===== Extract

Science Inventory

Improved Mapping of Riparian Wetlands Using Reach Topography (ECOSERV)

Citation:

Hychka, K. C., S. Yetter, AND D. H. Wardrop. Improved Mapping of Riparian Wetlands Using Reach Topography (ECOSERV). Presented at Ecosystems Services Annual Meeting, Henderson, NV, October 19 - 21, 2010.

Impact/Purpose:

The purpose of this work was to improve the detection of riparian wetlands using reach-level topographic variables.

Description:

Riparian wetlands provide a suite of ecosystems services including floodwater retention, biogeochemical processing, and habitat provisioning. However in one mid-Atlantic watershed the National Wetlands Inventory was shown to underrepresent these systems by greater than 50%. These hydrologically and physically complex floodplain systems occur where there is vertical, horizontal, and longitudinal hydrologic connectivity between the floodplain and the stream and groundwater systems. Stream reaches that have floodplain and wetland habitats typically are unconstrained latitudinally and longitudinally where overbank flooding can occur, and where there is regional, groundwater discharge at the toe-of-slopes. Building on this knowledge, the goal of this study was to improve the spatial prediction of headwater riparian wetlands through identification of suitable reach settings that allow for this three dimensional exchange of water. In the Shaver’s Creek drainage, a small watershed in the Ridge and Valley Physiographic Province of Pennsylvania) known locations of mapped, non-open water National Wetlands Inventory (NWI) wetlands, field-identified non-NWI wetlands, and non-wetland locations (n=40, 30, and 35, respectively) were used to build a predictive partition tree. Predictive variables were DEM-derived topographic indices for the stream reaches: valley width, mean stream slope, and contributing area. The partition tree resulted in a 5-node tree with classes ranging from very high to very low likelihood of wetland occurrence or least constrained to most constrained. The overall R2 of the tree was 0.61, however two of the classes (very high likelihood and very low likelihood) comprised ~70% of the study reaches and were classified with accuracy >94%. This classification is a useful approach to characterizing likely floodplain wetland and non-floodplain wetland supporting reach settings, especially in screening out the least likely wetland-supporting or most constrained reaches within a watershed. This approach could be developed in other physiographic settings, and could be useful in identifying unmapped wetlands for field study, siting potential restoration efforts, and scaling up findings from site-level to watershed-wide inferences.

==========
===== Data records

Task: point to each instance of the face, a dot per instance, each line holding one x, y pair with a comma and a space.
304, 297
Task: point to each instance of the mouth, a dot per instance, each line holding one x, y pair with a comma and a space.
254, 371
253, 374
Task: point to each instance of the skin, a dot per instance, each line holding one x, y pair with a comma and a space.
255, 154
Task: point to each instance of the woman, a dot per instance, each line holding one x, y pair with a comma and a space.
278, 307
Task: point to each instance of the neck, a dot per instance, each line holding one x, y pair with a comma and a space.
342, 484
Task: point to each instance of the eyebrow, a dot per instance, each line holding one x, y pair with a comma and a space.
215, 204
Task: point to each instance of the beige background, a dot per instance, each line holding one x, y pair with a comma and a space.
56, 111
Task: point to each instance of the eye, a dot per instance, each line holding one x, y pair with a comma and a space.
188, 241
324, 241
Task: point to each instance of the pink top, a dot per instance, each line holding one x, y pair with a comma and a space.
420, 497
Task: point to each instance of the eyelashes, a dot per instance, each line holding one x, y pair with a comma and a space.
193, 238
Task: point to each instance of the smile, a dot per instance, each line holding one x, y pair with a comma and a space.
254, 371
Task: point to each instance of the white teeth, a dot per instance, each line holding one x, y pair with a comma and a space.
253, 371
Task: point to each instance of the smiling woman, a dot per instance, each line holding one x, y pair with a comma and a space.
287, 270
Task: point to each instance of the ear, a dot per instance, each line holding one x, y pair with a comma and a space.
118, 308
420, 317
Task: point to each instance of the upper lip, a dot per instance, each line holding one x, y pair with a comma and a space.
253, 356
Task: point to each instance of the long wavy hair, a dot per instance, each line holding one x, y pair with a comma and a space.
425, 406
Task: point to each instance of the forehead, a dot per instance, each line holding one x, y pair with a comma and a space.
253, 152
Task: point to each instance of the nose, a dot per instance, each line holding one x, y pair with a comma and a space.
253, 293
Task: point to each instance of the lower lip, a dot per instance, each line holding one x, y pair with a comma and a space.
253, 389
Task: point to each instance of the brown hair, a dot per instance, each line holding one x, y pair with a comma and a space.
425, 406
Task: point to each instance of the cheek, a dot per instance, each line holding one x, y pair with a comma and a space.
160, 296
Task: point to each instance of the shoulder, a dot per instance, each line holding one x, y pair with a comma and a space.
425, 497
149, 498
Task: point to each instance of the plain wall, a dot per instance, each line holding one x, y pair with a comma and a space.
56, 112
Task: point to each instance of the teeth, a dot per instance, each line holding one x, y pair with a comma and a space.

==========

_Objectives_:
[a] List every ecosystem service that the riparian wetlands abstract names.
[b] In the riparian wetlands abstract, what was the overall R2 of the partition tree?
[c] Reproduce everything in the riparian wetlands abstract from "Hychka, K. C., S." down to "- 21, 2010.", and switch "Henderson" to "Reno".

_Expected responses_:
[a] floodwater retention, biogeochemical processing, habitat provisioning

[b] 0.61

[c]
Hychka, K. C., S. Yetter, AND D. H. Wardrop. Improved Mapping of Riparian Wetlands Using Reach Topography (ECOSERV). Presented at Ecosystems Services Annual Meeting, Reno, NV, October 19 - 21, 2010.